SELECTED TEXT >>

The Spirit After the Storm

Keith Rice and I with a family in Smithfield
On Saturday I spent a few hours helping clean up from the storm at a member’s house and another couple of hours checking on other situations in which we might be able to help in the coming week. It was not until Monday that I was able to join with the Birmingham Baptist Association and enter into some of the most devastated areas of our city.

There is no string of adjectives I can use that would adequately describe the scene, nor are there any words I could use that you have not already heard over and over again. All I can do is share my pictures, which, again, are not much different than any you have already seen. Nevertheless, I will submit my entry to the ever growing online album.

I would like to share my thoughts about involvement and how we continue to minister going forward:

1. The Body of Christ is awesome. In times like these you realize how significant the gospel is and how the Holy Spirit truly unites His people. The depth of cooperation and love right now between the churches cannot be duplicated by any other entity or organization. I hope this continues long past the storm.

all that's left is the inside steps
carpet is wrapped around the tree
2. The storm was an incredible tragedy, but the greatest tragedy will be if we simply clean up and move on. This is an incredible opportunity for us as a people to seek the face of God and experience revival. Over the past few days I have prayed with people at gas pumps, in driveways, and in living rooms that no longer have ceilings and walls. The gospel is flowing through the streets right now.

AIM >> Continue the reflection above on church ministry after the storm, starting right after its last sentence.

DATA SEGMENT >>
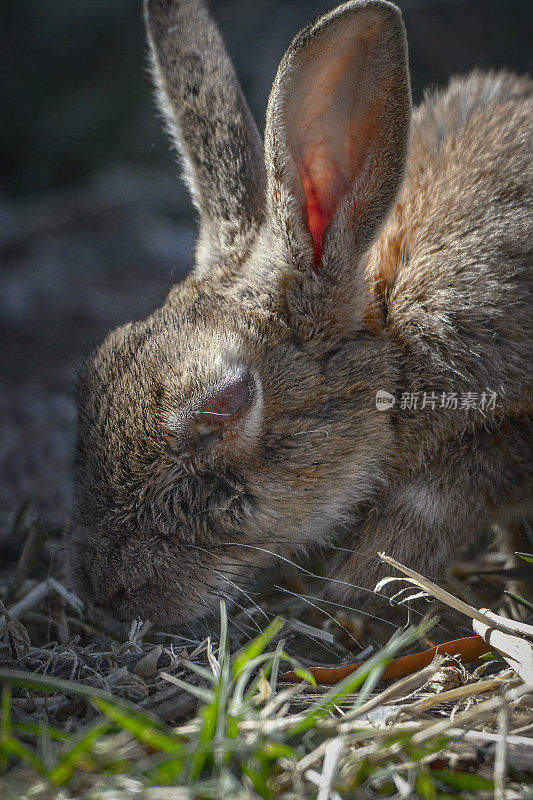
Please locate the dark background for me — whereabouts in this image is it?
[0,0,533,522]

RESULT BELOW >>
3. This week will not be the end of it. It will take months and months for us to erase the marks of the storm. The rescue phase is over. Recovery of possessions is winding down. The rain yesterday may have indeed ended this phase. Demolition and rebuilding are next. These are the phases that will be most costly, especially for those who are uninsured. It costs us little to nothing to use a rake, carry furniture, or use a chainsaw; but to rebuild homes is going to be astronomical. For the church, the next phases of the project will have to be less general and more specific. Instead of moving into areas, the church will have to move into families, adopt them and walk with them in the months to come.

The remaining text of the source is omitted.